[Excerpts from a point labeling dataset]
■ ■ ■ ■
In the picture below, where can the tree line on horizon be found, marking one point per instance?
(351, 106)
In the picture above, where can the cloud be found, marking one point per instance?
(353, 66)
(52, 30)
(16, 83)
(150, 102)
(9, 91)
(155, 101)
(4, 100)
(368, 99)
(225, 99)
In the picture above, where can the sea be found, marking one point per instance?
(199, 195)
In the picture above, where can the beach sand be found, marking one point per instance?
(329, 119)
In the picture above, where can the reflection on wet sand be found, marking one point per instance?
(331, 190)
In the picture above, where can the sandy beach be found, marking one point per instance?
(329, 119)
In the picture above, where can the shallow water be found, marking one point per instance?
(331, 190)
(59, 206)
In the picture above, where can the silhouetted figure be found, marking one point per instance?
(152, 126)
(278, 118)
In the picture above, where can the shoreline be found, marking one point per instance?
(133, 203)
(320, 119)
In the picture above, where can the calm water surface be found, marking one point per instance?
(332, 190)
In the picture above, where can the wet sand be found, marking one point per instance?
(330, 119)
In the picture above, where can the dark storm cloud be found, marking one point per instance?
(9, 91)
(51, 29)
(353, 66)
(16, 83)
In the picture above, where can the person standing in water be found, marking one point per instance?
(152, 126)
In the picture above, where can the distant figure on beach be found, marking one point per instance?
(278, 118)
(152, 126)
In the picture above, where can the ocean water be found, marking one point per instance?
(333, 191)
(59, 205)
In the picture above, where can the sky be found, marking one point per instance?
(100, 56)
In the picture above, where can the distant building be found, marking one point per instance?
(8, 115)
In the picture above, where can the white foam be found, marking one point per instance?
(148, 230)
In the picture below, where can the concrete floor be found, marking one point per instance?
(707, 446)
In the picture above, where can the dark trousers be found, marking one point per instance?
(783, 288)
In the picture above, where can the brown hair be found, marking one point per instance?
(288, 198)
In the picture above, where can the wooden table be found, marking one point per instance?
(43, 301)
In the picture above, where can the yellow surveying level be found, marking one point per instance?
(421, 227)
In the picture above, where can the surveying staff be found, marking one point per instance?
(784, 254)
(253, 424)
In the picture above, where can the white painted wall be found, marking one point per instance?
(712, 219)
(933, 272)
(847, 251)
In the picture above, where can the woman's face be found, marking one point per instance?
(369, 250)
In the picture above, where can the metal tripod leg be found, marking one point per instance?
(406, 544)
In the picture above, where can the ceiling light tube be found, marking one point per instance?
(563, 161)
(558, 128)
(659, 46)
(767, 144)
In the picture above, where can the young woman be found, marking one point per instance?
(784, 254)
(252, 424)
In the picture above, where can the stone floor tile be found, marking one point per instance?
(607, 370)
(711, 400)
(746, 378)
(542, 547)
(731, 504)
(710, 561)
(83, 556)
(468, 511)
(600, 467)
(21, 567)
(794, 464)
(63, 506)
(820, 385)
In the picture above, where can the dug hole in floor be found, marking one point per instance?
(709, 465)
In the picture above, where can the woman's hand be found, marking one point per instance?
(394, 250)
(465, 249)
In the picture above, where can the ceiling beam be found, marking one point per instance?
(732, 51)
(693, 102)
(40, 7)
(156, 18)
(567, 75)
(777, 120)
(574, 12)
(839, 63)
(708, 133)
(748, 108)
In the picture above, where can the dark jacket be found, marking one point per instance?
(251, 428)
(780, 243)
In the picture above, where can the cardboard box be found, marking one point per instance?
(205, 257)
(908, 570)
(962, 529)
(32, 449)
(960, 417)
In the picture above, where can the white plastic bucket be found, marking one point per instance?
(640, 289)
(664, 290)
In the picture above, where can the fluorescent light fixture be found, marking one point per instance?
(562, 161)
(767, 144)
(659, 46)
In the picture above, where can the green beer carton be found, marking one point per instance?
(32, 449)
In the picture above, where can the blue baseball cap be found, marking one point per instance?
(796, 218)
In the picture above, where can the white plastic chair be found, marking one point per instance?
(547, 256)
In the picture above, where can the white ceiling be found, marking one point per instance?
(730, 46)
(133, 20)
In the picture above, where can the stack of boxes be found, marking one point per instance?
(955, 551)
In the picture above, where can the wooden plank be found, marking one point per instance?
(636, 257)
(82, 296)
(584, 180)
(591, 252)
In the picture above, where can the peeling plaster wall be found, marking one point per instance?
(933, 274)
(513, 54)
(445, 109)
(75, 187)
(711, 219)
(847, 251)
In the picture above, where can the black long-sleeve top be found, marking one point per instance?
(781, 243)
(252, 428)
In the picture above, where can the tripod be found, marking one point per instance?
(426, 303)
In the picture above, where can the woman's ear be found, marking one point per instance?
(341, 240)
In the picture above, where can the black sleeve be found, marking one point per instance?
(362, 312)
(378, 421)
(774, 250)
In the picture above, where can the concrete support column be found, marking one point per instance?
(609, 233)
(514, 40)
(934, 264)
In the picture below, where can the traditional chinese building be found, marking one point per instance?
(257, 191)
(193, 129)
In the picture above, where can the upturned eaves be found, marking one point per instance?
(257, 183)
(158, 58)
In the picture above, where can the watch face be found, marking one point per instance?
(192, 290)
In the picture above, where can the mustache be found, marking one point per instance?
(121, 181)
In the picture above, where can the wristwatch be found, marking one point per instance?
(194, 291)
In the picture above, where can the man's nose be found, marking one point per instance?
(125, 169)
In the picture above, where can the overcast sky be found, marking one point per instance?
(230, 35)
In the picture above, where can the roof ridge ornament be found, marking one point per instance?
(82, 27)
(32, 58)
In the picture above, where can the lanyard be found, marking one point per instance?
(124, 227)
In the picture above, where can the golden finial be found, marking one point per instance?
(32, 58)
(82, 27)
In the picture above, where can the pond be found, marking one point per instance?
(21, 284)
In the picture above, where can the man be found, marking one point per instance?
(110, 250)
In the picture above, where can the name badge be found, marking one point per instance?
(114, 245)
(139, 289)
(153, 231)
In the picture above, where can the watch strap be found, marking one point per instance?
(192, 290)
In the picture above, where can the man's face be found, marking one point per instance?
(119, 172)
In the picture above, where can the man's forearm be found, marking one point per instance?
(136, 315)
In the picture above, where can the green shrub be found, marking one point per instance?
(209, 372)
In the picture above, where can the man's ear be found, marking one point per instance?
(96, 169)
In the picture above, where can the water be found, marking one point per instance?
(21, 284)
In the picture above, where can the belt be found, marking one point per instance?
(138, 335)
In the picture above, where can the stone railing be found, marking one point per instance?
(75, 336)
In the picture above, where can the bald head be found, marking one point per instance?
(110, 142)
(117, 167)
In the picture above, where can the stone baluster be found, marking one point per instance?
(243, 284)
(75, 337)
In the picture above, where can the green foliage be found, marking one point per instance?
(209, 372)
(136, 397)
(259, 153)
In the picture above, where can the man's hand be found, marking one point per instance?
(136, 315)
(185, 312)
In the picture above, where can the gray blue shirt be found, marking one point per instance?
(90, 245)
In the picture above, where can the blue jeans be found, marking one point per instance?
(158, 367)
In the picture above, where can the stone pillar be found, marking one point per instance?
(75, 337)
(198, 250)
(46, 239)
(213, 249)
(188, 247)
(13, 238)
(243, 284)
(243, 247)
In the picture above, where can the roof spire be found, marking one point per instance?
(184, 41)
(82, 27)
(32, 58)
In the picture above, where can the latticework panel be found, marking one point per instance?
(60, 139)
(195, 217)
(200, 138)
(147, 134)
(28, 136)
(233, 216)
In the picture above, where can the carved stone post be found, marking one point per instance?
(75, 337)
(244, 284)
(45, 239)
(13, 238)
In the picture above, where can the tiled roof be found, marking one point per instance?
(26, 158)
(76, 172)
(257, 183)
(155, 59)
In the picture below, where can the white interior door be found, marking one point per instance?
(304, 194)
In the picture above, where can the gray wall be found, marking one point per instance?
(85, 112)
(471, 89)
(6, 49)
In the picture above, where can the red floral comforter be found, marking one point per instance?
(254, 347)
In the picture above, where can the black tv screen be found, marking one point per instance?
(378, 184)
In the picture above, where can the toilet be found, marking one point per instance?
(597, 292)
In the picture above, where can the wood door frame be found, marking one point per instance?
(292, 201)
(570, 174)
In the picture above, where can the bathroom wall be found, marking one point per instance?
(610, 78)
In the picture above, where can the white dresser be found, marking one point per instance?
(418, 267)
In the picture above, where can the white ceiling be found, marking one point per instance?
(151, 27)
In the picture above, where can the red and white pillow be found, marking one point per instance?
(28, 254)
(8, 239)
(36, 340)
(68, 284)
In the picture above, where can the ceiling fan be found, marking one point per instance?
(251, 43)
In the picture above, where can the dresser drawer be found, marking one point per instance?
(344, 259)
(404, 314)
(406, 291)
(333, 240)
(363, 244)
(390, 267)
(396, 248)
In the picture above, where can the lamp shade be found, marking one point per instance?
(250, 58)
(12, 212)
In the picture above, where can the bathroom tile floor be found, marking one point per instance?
■ ■ ■ ■
● Goal of the exercise: Please rewrite every line of the items from the line containing "In the picture above, where can the ceiling fan" through the end, including the requests, with each coordinate in the answers multiplied by 0.25 and rounded to a whole number, halves going up.

● Exercise output:
In the picture above, where can the ceiling fan be found, marking one point per instance?
(63, 11)
In the picture above, where can the dresser drawer be found, marking one point per instance?
(86, 65)
(101, 79)
(102, 73)
(83, 60)
(91, 61)
(98, 67)
(99, 62)
In the picture above, where can the lamp shade be found, marking one point per instance?
(63, 15)
(3, 53)
In the picture above, where can the bathroom tile floor be found, marking one point per instance?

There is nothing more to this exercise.